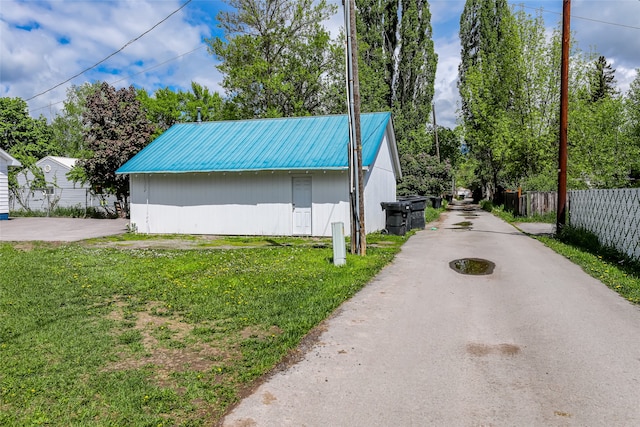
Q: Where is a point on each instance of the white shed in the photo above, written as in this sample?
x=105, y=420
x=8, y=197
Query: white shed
x=260, y=177
x=5, y=161
x=58, y=191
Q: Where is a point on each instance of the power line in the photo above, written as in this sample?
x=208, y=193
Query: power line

- Given instruction
Copy every line of the items above word for word, omitting the pictures.

- In response
Q: Where is a point on each instance of the white shed in the photo above, written as in this sample?
x=105, y=420
x=8, y=197
Query: white shed
x=260, y=177
x=5, y=161
x=58, y=191
Q: Where is a point on each instance of the power line in the photo above, written as in this sample?
x=208, y=193
Query: power line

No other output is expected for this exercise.